■ Exercise task
Each line that follows should be printed again exactly as it stands.

↓↓↓

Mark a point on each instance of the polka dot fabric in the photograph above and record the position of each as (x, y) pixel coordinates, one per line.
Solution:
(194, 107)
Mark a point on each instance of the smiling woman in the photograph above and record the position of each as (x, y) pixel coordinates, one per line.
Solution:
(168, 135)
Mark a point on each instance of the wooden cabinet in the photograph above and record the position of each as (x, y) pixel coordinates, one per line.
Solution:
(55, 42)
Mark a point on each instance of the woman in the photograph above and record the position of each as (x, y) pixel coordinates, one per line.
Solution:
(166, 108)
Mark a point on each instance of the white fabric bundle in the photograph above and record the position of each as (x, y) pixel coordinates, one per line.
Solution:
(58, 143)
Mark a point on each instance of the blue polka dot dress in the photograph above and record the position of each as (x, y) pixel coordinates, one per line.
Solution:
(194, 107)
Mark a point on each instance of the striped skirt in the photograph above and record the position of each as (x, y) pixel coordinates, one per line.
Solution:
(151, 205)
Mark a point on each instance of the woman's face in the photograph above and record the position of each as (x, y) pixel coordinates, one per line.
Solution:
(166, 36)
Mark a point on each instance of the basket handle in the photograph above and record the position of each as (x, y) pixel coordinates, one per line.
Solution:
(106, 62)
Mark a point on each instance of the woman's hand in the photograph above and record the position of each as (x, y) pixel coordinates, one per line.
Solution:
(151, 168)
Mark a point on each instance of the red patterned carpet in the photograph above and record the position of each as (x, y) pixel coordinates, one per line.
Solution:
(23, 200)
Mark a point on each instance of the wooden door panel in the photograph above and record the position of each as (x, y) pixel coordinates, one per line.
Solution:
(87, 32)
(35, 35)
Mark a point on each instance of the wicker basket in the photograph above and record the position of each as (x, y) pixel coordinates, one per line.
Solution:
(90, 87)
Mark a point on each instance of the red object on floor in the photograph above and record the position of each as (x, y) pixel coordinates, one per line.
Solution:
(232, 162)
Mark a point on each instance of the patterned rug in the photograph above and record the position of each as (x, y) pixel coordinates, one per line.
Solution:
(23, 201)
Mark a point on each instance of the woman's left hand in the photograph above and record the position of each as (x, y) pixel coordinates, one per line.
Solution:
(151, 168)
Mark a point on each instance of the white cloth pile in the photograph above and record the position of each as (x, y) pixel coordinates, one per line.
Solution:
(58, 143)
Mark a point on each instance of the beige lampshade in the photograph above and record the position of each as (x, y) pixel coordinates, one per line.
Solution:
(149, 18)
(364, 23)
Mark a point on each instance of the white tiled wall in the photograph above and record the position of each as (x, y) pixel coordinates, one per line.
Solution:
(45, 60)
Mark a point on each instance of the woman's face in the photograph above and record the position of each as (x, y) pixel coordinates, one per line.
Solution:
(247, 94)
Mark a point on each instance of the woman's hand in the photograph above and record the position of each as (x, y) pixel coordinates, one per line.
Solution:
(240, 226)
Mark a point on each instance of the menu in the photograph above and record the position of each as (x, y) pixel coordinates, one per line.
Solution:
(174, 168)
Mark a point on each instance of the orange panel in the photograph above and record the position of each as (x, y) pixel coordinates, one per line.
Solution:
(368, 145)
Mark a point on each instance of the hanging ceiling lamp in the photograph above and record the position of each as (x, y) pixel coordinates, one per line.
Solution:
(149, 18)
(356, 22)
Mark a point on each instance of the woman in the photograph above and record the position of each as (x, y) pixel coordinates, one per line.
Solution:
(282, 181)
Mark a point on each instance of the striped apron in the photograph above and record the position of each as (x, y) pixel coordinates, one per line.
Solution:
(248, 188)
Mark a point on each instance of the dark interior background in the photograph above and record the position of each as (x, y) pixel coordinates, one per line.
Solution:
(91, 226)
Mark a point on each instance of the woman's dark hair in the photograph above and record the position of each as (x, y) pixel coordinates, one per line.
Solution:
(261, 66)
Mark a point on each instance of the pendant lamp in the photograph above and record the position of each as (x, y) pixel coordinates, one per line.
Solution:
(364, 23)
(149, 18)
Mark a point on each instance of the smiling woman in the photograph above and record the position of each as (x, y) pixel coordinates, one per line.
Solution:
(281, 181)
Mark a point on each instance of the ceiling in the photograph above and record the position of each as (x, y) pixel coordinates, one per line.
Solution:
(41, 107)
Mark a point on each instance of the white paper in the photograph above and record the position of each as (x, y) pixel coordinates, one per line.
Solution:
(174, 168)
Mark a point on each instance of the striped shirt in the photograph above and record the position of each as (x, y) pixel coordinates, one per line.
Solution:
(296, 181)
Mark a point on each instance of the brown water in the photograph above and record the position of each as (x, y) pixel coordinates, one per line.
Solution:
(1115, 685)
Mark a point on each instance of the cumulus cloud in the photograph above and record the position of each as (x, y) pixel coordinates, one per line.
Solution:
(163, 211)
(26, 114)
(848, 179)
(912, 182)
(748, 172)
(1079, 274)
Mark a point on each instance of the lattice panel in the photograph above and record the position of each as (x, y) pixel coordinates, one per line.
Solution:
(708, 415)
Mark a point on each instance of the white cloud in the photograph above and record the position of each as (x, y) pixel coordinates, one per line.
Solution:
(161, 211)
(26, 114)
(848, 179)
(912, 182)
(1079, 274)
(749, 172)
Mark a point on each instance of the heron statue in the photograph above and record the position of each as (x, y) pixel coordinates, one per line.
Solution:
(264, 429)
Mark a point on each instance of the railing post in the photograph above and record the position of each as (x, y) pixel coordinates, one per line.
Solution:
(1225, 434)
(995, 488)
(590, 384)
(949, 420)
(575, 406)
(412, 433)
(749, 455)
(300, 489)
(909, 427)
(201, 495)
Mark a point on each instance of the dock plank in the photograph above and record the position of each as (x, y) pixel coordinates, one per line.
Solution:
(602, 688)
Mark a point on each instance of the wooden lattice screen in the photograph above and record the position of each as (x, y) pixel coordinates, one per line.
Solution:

↑↑↑

■ Final result
Mark a point on each instance of the polka dot fabric in the photograph above and record the position of each as (x, y) pixel coordinates, one per line.
Solution:
(194, 107)
Mark a point on each instance of the smiling woman in the photograph above and record the position of each as (x, y) pixel coordinates, one per line.
Solution:
(168, 135)
Mark a point on each instance of the wooden cabinet in the photograph above and record the position of each as (x, y) pixel coordinates, one per line.
Solution:
(55, 42)
Mark a point on each instance of the woman in the photograph above and record the position of each as (x, y) pixel coordinates, one per line.
Solution:
(166, 108)
Mark a point on each instance of the white fabric bundle in the photograph above and record the position of each as (x, y) pixel coordinates, one per line.
Solution:
(58, 143)
Mark a point on each instance of the blue polka dot dress in the photograph above and record the position of each as (x, y) pixel coordinates, one per line.
Solution:
(194, 107)
Mark a point on each instance of the striped skirt in the photograph above and record the position of each as (x, y) pixel coordinates, one per line.
Solution:
(151, 205)
Mark a point on each instance of the woman's face in the photograph above and record the position of each as (x, y) pixel coordinates, one per line.
Solution:
(166, 36)
Mark a point on each instance of the basket handle in the photograph above and record the position of each as (x, y) pixel coordinates, one per line.
Solution:
(106, 62)
Mark a point on each instance of the woman's hand in the photograph above and record the position of each as (x, y) pixel coordinates, one per line.
Solution:
(151, 168)
Mark a point on each instance of the red patterned carpet in the photograph above and record the position of each as (x, y) pixel coordinates, one per line.
Solution:
(23, 200)
Mark a point on each instance of the wooden door panel in the photograph above and record the position of each as (x, y) pixel coordinates, one per line.
Solution:
(87, 32)
(35, 35)
Mark a point on each instance of the wicker basket in the photograph above and record the position of each as (x, y) pixel coordinates, one per line.
Solution:
(90, 87)
Mark a point on each instance of the red object on floor in the photograph above and record the position of each as (x, y) pixel coordinates, one per line.
Solution:
(232, 162)
Mark a point on each instance of the patterned rug in the photograph above and record the position of each as (x, y) pixel coordinates, one per line.
Solution:
(23, 201)
Mark a point on each instance of the woman's left hand in the photograph above and record the position of each as (x, y) pixel coordinates, one per line.
Solution:
(151, 168)
Mark a point on each instance of the white cloth pile in the photograph above and record the position of each as (x, y) pixel coordinates, one per line.
Solution:
(58, 143)
Mark a point on each instance of the beige lampshade in the photograph above and record the position of each as (x, y) pixel coordinates, one per line.
Solution:
(149, 18)
(364, 23)
Mark a point on each instance of the white tiled wall in the photograph above and record the position of each as (x, y) pixel coordinates, one per line.
Solution:
(45, 60)
Mark a point on each instance of the woman's face in the photograph above and record the position of each as (x, y) pixel coordinates, one per line.
Solution:
(247, 94)
Mark a point on each instance of the woman's hand in the photograph above and record the position of each as (x, y) pixel coordinates, one per line.
Solution:
(240, 226)
Mark a point on each instance of the menu in the photograph above and record the position of each as (x, y) pixel coordinates, one per line.
Solution:
(174, 168)
Mark a point on each instance of the orange panel in the photograph above and record the position of each as (x, y) pixel coordinates, one per line.
Solution:
(368, 145)
Mark a point on each instance of the hanging ceiling lamp in the photograph above and record the position of each as (x, y) pixel coordinates, one per line.
Solution:
(149, 18)
(356, 22)
Mark a point on each instance of the woman in the photograph above and record the position of each as (x, y) pixel coordinates, one per line.
Solution:
(282, 181)
Mark a point on each instance of the striped apron in the photograph above and record the position of each as (x, y) pixel coordinates, one per line.
Solution:
(248, 188)
Mark a point on each instance of the dark interior background in the photograph above and record the position of each as (x, y) pixel coordinates, one per line.
Solution:
(91, 226)
Mark a point on each instance of the woman's dark hair in the photograph above and record the position of each as (x, y) pixel coordinates, one per line.
Solution:
(261, 66)
Mark a point on each instance of the pendant lamp in the photograph above and record the position of each as (x, y) pixel coordinates, one per line.
Solution:
(364, 23)
(149, 18)
Mark a point on each instance of the smiling woman in the photograph above and record the position of each as (x, y) pixel coordinates, one per line.
Solution:
(281, 181)
Mark a point on each instance of the ceiling in the photograph above and record the position of each as (x, y) pixel coordinates, one per line.
Solution:
(41, 107)
Mark a point on each instance of the white paper in the photograph above and record the position of each as (x, y) pixel coordinates, one per line.
Solution:
(174, 168)
Mark a point on each instance of the striped shirt in the photograph above and record the position of each as (x, y) pixel coordinates, one per line.
Solution:
(296, 181)
Mark a point on each instance of the brown water in the photograph above and record the position of each as (x, y) pixel coordinates, one per line.
Solution:
(1115, 685)
Mark a point on each instance of the cumulus cloud in the photograph above and record the position of each as (x, y) pixel coordinates, one per line.
Solution:
(163, 211)
(26, 114)
(848, 179)
(912, 182)
(748, 172)
(1079, 274)
Mark a point on each instance of the lattice panel in the photograph above and record the position of each as (x, y) pixel coordinates, one per line.
Solution:
(708, 415)
Mark a point on each instance of the white cloud in the photograph above and record the position of each as (x, y) pixel coordinates, one per line.
Solution:
(161, 211)
(26, 114)
(848, 179)
(912, 182)
(1079, 274)
(749, 172)
Mark a point on each instance of the heron statue in the photograph above and record the position of each as (x, y) pixel coordinates, one per line.
Solution:
(264, 429)
Mark a point on each instance of the railing post in the photograph above and record the position of each as (x, y) pixel coordinates, one per line.
Solution:
(1225, 434)
(995, 488)
(590, 384)
(949, 420)
(575, 406)
(412, 433)
(749, 455)
(300, 489)
(909, 427)
(201, 495)
Mark a point on each instance of the dock plank in the photograph above and record the position of each as (x, y) pixel coordinates, one per line.
Solution:
(602, 688)
Mark a point on each instance of the wooden lattice screen in the photograph above and record the position of each as (x, y) pixel coordinates, one per line.
Solution:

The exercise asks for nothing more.